§ **TASK OBJECTIVE**: Reproduce the following lines verbatim, keeping every character, space, and line break unchanged.
** START **
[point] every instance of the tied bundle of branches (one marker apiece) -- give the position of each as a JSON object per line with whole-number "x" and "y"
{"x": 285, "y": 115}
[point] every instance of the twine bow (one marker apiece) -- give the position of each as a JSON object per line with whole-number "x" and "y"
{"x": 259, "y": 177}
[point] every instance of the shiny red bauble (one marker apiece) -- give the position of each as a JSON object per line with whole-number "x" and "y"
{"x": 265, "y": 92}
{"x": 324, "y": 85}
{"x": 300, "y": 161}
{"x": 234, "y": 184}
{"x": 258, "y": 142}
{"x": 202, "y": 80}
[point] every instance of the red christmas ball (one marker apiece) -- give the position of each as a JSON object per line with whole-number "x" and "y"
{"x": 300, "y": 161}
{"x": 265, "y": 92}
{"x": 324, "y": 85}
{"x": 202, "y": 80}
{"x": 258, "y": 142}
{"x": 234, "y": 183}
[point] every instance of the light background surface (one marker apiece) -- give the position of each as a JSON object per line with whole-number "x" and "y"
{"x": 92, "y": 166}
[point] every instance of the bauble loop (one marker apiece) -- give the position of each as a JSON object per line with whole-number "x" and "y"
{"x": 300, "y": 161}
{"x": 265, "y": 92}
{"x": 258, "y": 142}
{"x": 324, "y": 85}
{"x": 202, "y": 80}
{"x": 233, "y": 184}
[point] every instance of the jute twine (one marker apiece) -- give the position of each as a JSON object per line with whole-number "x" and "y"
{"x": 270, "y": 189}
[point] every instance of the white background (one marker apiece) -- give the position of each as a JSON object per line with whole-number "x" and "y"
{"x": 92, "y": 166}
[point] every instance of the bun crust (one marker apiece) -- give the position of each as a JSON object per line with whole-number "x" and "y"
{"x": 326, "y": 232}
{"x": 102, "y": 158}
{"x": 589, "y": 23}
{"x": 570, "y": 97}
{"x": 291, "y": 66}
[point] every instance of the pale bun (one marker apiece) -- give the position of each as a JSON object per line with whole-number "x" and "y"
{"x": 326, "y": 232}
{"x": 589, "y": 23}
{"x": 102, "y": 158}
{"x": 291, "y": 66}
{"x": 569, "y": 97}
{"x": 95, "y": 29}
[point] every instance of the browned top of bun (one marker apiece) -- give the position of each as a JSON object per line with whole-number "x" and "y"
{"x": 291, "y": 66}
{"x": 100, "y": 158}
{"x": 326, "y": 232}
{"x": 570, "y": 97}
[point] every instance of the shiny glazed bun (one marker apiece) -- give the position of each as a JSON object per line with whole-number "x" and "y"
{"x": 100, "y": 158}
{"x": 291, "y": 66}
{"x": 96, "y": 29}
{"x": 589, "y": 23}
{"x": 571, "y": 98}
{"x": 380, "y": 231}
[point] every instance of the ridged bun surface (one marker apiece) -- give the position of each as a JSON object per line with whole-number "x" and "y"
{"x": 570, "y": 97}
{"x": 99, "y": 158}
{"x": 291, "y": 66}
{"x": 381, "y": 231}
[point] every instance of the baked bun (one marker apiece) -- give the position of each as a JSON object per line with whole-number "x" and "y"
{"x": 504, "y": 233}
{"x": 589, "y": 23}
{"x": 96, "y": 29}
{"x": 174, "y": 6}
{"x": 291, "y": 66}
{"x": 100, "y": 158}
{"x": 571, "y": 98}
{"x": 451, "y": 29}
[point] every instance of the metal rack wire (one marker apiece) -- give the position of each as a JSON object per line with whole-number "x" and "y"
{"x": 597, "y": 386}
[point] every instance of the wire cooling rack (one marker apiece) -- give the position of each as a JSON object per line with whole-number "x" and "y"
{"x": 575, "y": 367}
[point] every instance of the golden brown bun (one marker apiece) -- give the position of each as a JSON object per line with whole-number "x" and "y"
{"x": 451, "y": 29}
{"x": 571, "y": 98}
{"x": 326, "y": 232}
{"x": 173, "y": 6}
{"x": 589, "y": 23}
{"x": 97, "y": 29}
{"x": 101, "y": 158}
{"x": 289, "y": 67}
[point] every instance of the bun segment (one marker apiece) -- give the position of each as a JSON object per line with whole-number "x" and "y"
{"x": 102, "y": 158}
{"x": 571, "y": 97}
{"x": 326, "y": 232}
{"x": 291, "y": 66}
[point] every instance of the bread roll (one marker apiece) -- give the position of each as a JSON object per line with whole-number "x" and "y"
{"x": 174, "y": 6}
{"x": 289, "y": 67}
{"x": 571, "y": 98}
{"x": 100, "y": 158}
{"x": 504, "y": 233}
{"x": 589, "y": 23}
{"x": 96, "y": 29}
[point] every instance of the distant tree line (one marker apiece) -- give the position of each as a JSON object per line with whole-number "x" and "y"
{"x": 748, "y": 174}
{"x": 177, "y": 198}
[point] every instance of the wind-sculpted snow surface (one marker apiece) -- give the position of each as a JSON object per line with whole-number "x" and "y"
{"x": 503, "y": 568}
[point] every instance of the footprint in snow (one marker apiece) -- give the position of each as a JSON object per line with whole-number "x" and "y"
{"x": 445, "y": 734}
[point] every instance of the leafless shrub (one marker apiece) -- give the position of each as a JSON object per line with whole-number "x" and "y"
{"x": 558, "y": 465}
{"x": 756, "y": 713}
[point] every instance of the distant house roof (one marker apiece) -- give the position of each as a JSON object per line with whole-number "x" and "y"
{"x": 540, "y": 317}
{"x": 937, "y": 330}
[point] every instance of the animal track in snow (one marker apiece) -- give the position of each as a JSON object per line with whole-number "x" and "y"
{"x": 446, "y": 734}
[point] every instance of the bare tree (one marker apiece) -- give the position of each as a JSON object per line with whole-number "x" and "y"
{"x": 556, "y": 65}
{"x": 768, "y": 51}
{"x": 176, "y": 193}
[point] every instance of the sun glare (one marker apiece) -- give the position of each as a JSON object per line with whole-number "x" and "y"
** END **
§ **FINAL RESULT**:
[point] every instance of the tied bundle of branches (one marker apiece) -- give the position of each as a JSON object per line with whole-number "x" and "y"
{"x": 285, "y": 115}
[point] every instance of the twine bow (one marker apiece) -- give the position of each as a JSON object per line with whole-number "x" and "y"
{"x": 259, "y": 177}
[point] every instance of the shiny red bauble (one marker apiece) -- give the position of each as a JSON object per line with whole-number "x" and "y"
{"x": 265, "y": 92}
{"x": 324, "y": 85}
{"x": 300, "y": 161}
{"x": 234, "y": 184}
{"x": 258, "y": 142}
{"x": 202, "y": 80}
[point] every instance of the red christmas ball (one marker apiece) -- give the position of each as a JSON object per line with whole-number "x" and "y"
{"x": 300, "y": 161}
{"x": 265, "y": 92}
{"x": 324, "y": 85}
{"x": 202, "y": 80}
{"x": 258, "y": 142}
{"x": 234, "y": 183}
[point] every instance of the light background surface (one marker apiece) -- give the position of each as a JSON object per line with whole-number "x" and "y"
{"x": 92, "y": 166}
[point] every instance of the bauble loop (one marker apiece) -- give the position of each as a JSON object per line with whole-number "x" and "y"
{"x": 300, "y": 161}
{"x": 265, "y": 92}
{"x": 258, "y": 142}
{"x": 324, "y": 85}
{"x": 202, "y": 80}
{"x": 233, "y": 184}
[point] every instance of the jute twine (one marker apiece) -- give the position of each as a JSON object per line with whole-number "x" and "y"
{"x": 270, "y": 189}
[point] every instance of the white background (one marker apiece) -- give the position of each as a JSON object per line with whole-number "x" and "y"
{"x": 92, "y": 166}
[point] every instance of the bun crust (one marker apiece) -- give the position of each as a JSON object per line with whole-number "x" and "y"
{"x": 326, "y": 232}
{"x": 102, "y": 158}
{"x": 589, "y": 23}
{"x": 570, "y": 97}
{"x": 291, "y": 66}
[point] every instance of the pale bun (one marker apiece) -- give the position of each as a JSON object per line with whole-number "x" and "y"
{"x": 326, "y": 232}
{"x": 589, "y": 23}
{"x": 102, "y": 158}
{"x": 291, "y": 66}
{"x": 569, "y": 97}
{"x": 95, "y": 29}
[point] every instance of the browned top of bun (one marker apiece) -- give the position of each as a JSON object per line with whole-number "x" and "y"
{"x": 291, "y": 66}
{"x": 100, "y": 158}
{"x": 326, "y": 232}
{"x": 570, "y": 97}
[point] every instance of the shiny glazed bun (one marker apiece) -- give the position of each as a JSON object per line with whole-number "x" and "y"
{"x": 100, "y": 158}
{"x": 291, "y": 66}
{"x": 96, "y": 29}
{"x": 589, "y": 23}
{"x": 571, "y": 98}
{"x": 380, "y": 231}
[point] every instance of the ridged bun surface (one marker apiece) -- give the position of each as a JSON object per line with whole-number "x" and "y"
{"x": 570, "y": 97}
{"x": 99, "y": 158}
{"x": 291, "y": 66}
{"x": 381, "y": 231}
[point] every instance of the baked bun (one marker apiece) -- give the position of each as a JSON object per line with whole-number "x" and "y"
{"x": 504, "y": 233}
{"x": 589, "y": 23}
{"x": 96, "y": 29}
{"x": 174, "y": 6}
{"x": 291, "y": 66}
{"x": 100, "y": 158}
{"x": 571, "y": 98}
{"x": 451, "y": 29}
[point] every instance of the metal rack wire (one marker apiece) -- give the position of each as a JSON object per line with whole-number "x" and "y"
{"x": 597, "y": 386}
[point] every instance of the wire cooling rack (one marker apiece) -- give the position of each as a JSON object per line with whole-number "x" and "y"
{"x": 575, "y": 367}
[point] every instance of the golden brown bun (one marker apiece) -- give the position of each as a JSON object per line with whole-number "x" and "y"
{"x": 451, "y": 29}
{"x": 571, "y": 98}
{"x": 326, "y": 232}
{"x": 173, "y": 6}
{"x": 589, "y": 23}
{"x": 97, "y": 29}
{"x": 101, "y": 158}
{"x": 289, "y": 67}
[point] every instance of the bun segment (one marker apiece) -- give the position of each as a JSON object per line with whole-number "x" and "y"
{"x": 102, "y": 158}
{"x": 571, "y": 97}
{"x": 326, "y": 232}
{"x": 291, "y": 66}
[point] every instance of the bread roll (one marker apiece) -- give the position of each as a JSON object per line with whole-number "x" and "y"
{"x": 174, "y": 6}
{"x": 289, "y": 67}
{"x": 571, "y": 98}
{"x": 100, "y": 158}
{"x": 504, "y": 233}
{"x": 589, "y": 23}
{"x": 96, "y": 29}
[point] every instance of the distant tree line (one marker apiece) -- give the position of each as a JSON object per line with whole-number "x" and "y"
{"x": 748, "y": 174}
{"x": 177, "y": 198}
[point] every instance of the wind-sculpted snow surface (one marker apiece) -- give the position of each as a JSON object per line with whole-number "x" and "y"
{"x": 503, "y": 568}
[point] every instance of the footprint in snow (one marker apiece) -- give the position of each as a JSON object per line with whole-number "x" and "y"
{"x": 445, "y": 734}
[point] every instance of the leafless shrub (one marker apiece) -- give the position of each as a JSON object per line with whole-number "x" and "y"
{"x": 558, "y": 465}
{"x": 756, "y": 713}
[point] every instance of the distant house roof (one marker apiece) -- give the position of each as a JSON object per line with whole-number "x" and "y"
{"x": 540, "y": 317}
{"x": 937, "y": 330}
[point] every instance of the animal track in snow (one marker apiece) -- give the position of each as a JSON object per line with whole-number "x" and "y"
{"x": 446, "y": 734}
[point] every instance of the bare tree (one marker apiece) -- give the position of each as a JSON object per line with whole-number "x" and "y"
{"x": 556, "y": 65}
{"x": 768, "y": 51}
{"x": 176, "y": 193}
[point] every instance of the sun glare (one marker apiece) -- give the position of each as a JSON object per line with whole-number "x" and "y"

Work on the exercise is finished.